Your task:
Begin at the line that contains "Mark every instance of the closed" and stop after the last of the items, writing every line out again with the text above each answer unchanged, but scale each point coordinate in the answers by 0.55 and round it to a whole number, with halves going up. Leave the pictures out of your answer.

Collected data entries:
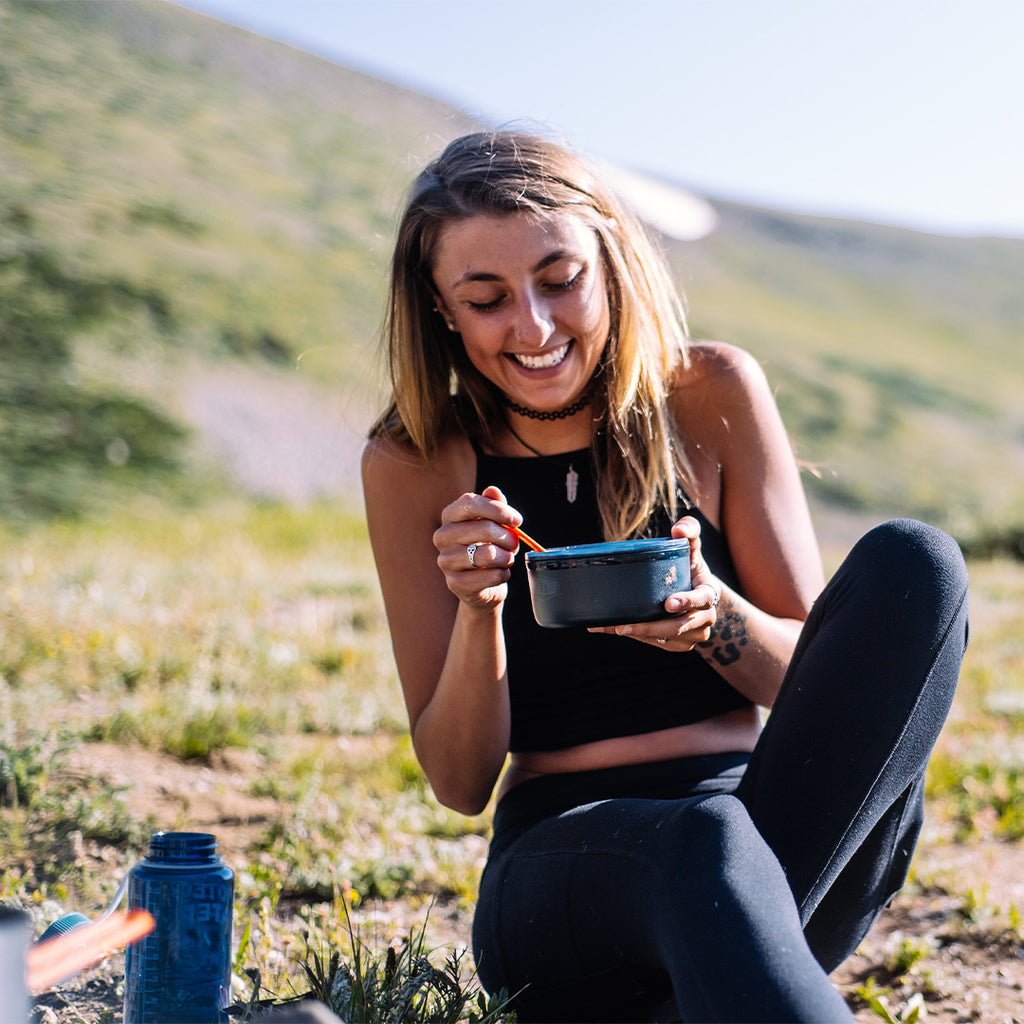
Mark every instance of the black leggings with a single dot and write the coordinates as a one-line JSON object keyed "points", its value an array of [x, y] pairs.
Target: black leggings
{"points": [[725, 888]]}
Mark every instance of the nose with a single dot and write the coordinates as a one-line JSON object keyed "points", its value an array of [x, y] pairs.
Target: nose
{"points": [[534, 323]]}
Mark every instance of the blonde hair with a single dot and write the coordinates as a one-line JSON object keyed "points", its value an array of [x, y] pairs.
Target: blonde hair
{"points": [[435, 389]]}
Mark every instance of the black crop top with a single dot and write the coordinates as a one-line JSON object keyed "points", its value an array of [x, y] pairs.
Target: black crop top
{"points": [[569, 686]]}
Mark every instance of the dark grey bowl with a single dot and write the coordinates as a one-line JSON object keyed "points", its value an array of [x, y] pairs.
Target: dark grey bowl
{"points": [[606, 584]]}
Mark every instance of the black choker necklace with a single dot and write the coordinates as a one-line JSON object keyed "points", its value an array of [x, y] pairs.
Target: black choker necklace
{"points": [[559, 414]]}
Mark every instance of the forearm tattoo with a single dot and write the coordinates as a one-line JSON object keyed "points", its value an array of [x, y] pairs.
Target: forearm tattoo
{"points": [[728, 636]]}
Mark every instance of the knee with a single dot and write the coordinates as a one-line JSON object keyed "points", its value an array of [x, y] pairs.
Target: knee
{"points": [[907, 549], [719, 830]]}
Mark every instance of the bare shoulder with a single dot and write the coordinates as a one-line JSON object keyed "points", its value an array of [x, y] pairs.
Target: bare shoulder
{"points": [[721, 391], [391, 467], [720, 370]]}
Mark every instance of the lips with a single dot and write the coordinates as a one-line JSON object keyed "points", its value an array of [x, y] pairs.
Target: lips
{"points": [[543, 361]]}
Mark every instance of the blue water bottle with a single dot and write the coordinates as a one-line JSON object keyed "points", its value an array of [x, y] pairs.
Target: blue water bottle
{"points": [[181, 972]]}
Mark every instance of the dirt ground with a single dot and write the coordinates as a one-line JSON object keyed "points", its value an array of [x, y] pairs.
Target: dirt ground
{"points": [[972, 972]]}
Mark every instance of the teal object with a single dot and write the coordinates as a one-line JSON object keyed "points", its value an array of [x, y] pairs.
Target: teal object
{"points": [[606, 584], [64, 925]]}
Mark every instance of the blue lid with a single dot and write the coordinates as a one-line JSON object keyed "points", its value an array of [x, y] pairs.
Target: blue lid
{"points": [[609, 553]]}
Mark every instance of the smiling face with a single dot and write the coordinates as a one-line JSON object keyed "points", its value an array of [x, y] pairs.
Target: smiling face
{"points": [[528, 297]]}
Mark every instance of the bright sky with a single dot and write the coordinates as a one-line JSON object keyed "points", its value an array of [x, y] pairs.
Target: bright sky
{"points": [[901, 112]]}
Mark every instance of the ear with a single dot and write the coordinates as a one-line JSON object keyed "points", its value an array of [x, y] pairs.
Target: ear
{"points": [[443, 311]]}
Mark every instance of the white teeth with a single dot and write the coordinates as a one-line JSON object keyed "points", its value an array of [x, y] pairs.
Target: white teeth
{"points": [[551, 358]]}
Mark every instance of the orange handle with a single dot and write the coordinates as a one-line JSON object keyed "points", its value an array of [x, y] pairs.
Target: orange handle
{"points": [[526, 539]]}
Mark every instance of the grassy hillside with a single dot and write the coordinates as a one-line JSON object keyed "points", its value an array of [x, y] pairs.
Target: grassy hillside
{"points": [[220, 197], [897, 355]]}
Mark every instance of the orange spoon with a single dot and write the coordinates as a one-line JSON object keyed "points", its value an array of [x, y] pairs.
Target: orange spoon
{"points": [[526, 539]]}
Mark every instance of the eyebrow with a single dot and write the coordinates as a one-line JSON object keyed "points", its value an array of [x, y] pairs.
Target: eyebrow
{"points": [[552, 257]]}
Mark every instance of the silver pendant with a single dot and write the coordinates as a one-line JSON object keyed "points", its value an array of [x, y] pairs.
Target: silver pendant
{"points": [[571, 479]]}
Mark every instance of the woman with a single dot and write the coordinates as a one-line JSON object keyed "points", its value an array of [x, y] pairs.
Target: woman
{"points": [[655, 853]]}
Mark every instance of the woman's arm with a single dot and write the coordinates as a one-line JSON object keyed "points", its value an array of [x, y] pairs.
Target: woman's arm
{"points": [[444, 616], [749, 483]]}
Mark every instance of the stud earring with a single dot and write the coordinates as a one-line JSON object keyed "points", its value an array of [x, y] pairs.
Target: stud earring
{"points": [[448, 323]]}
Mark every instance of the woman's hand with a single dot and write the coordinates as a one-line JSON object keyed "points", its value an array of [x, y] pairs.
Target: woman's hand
{"points": [[475, 548], [691, 613]]}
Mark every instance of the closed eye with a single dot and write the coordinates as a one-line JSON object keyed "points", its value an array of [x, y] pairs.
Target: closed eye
{"points": [[564, 286]]}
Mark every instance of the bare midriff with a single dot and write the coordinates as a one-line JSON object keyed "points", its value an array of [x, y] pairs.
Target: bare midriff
{"points": [[735, 730]]}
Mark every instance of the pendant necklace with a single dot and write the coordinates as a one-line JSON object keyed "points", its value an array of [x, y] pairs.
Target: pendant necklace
{"points": [[571, 477]]}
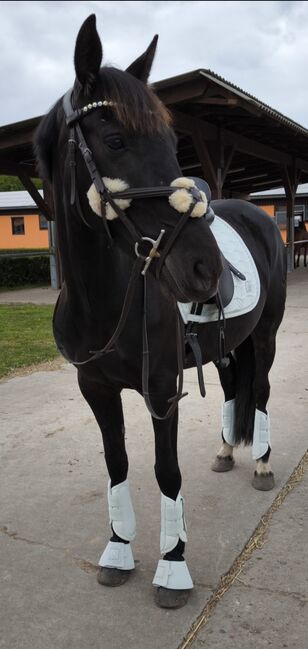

Expected answer:
Mark every instance of the closed eye with a single dot and write the coordinates as a one-line JSON object keyed "points", its value an array of [x, y] pairs.
Target: closed eye
{"points": [[310, 157]]}
Mark every instance of the bare midriff with a single dot and write the coordinates as a one-line JSON object keyed "points", its value an array of [x, y] pairs.
Target: bare midriff
{"points": [[404, 402]]}
Mark every instance of the pendant necklace with a single dot and write the coordinates as a one-line JSON object keyed "points", its value an array of [x, y] pairs.
Target: pendant necklace
{"points": [[314, 262]]}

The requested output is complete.